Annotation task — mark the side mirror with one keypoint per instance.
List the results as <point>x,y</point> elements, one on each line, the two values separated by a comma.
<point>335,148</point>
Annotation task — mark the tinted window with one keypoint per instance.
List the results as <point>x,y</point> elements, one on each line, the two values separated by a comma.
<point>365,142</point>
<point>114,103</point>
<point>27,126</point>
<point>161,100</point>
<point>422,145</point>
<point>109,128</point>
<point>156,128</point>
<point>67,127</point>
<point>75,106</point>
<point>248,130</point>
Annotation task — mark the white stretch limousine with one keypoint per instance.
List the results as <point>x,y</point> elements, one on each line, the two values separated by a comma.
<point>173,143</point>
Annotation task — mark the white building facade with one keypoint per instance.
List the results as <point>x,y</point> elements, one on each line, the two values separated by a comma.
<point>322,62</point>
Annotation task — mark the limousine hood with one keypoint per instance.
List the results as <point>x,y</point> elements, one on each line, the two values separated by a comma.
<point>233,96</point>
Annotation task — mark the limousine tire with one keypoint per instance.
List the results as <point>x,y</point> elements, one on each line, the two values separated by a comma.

**Problem to work on**
Lay out every line of the listing above as a numbered list, omitting any blank lines.

**Exercise solution**
1. Annotation task — mark the side mirror with one keypoint per instance.
2. List the results as <point>x,y</point> elements, one on each line, the two values separated by a comma.
3. <point>335,148</point>
4. Annotation task — mark the tinted window with one keypoint per instance.
5. List the results as <point>x,y</point> elements, one on each line, the two values separated by a comma.
6. <point>365,142</point>
7. <point>114,103</point>
8. <point>27,126</point>
9. <point>161,100</point>
10. <point>422,145</point>
11. <point>109,128</point>
12. <point>156,128</point>
13. <point>67,127</point>
14. <point>75,106</point>
15. <point>248,130</point>
16. Annotation task — mark the white stretch limousine with one keypoint per instance.
17. List the results as <point>x,y</point> elements, one on each line, the two values separated by a comma.
18. <point>173,143</point>
19. Annotation task — mark the white building facade with one keypoint per instance.
20. List the results as <point>x,y</point> elements, one on each line, the two values separated by a comma.
21. <point>322,62</point>
22. Annotation task — mark the limousine hood with one keypoint per instance.
23. List the results as <point>x,y</point> elements, one on each line, the two values separated by a comma.
24. <point>233,96</point>
25. Annotation task — mark the limousine tire with one keypoint per instance.
26. List the results as <point>x,y</point> elements, one on each line, the two values separated by a comma.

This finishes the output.